:: What you are asked to do ::
Can you copy out the whole listing below, word for word and line for line?

begin

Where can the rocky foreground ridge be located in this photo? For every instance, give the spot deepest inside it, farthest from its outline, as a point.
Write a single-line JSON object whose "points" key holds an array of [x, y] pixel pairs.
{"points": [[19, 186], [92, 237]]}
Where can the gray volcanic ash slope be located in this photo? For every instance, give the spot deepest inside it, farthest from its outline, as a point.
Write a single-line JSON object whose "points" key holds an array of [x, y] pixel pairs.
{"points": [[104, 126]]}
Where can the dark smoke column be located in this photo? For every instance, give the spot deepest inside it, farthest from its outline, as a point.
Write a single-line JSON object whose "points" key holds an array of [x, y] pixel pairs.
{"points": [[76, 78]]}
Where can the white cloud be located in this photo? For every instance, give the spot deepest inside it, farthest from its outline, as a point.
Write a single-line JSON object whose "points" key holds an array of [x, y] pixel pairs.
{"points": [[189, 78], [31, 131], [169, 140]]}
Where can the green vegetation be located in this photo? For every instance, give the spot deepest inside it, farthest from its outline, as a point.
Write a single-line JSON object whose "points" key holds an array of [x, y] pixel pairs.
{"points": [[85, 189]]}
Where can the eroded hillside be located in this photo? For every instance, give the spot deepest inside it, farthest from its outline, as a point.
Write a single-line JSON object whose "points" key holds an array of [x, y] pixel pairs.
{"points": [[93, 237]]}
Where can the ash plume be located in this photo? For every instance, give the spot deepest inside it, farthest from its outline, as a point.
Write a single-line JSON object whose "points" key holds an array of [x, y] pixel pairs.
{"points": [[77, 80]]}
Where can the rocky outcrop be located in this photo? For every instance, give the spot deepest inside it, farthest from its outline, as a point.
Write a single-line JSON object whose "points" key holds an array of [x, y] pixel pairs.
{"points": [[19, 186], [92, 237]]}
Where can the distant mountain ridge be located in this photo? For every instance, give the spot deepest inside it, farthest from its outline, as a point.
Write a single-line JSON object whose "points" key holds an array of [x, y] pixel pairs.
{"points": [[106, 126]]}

end

:: Correct response ::
Where can the rocky foreground ridge be located in this photo? For every instance, give the spot deepest inside it, farthest from its outline, as a point.
Write a single-line JSON object whose "points" key holds an array of [x, y] pixel pairs.
{"points": [[19, 186], [92, 237]]}
Where can the gray volcanic ash slope be located in this photo? For every instance, give the spot deepest inside it, farthest from its outline, as a point.
Write a single-line JSON object whose "points" key holds an array of [x, y] pixel pairs.
{"points": [[104, 126]]}
Where can the dark smoke column be located in this photo? For every instance, give the spot deepest inside it, farthest from its outline, as a point.
Write a single-line JSON object whose "points" key holds an array of [x, y] pixel pairs.
{"points": [[76, 78]]}
Where can the white cloud be located in this photo? For every instance, give the spot deepest inside it, farthest from its outline, as a point.
Write a single-line JSON object whose "points" key holds an array of [x, y] pixel pairs.
{"points": [[189, 78], [31, 131], [169, 140]]}
Where can the green vegetation be located in this photo? For every instance, give the spot deepest inside it, farthest from its outline, as a point.
Write a single-line JSON object whose "points" key holds an array of [x, y] pixel pairs.
{"points": [[85, 189]]}
Where can the eroded hillside be located in this photo? For every instance, give the spot deepest inside it, farthest from its outline, as a point.
Write a single-line JSON object whose "points" key holds an array of [x, y] pixel pairs.
{"points": [[93, 237]]}
Where can the ash plume be located in this photo? For every instance, give the spot deepest inside it, farthest from its outline, as a point.
Write a single-line JSON object whose "points" key holds an array of [x, y] pixel pairs.
{"points": [[77, 80]]}
Where can the rocky outcrop be located in this photo? For every instance, give the spot deepest inside it, farthest from its outline, as a point.
Write a single-line JSON object whose "points" key holds an array of [x, y] pixel pairs.
{"points": [[19, 186], [92, 237]]}
Where can the distant mountain ridge be located in this photo? For every instance, give the spot deepest inside it, farthest from its outline, as a point.
Write a single-line JSON object whose "points" key holds an array of [x, y] pixel pairs.
{"points": [[106, 126]]}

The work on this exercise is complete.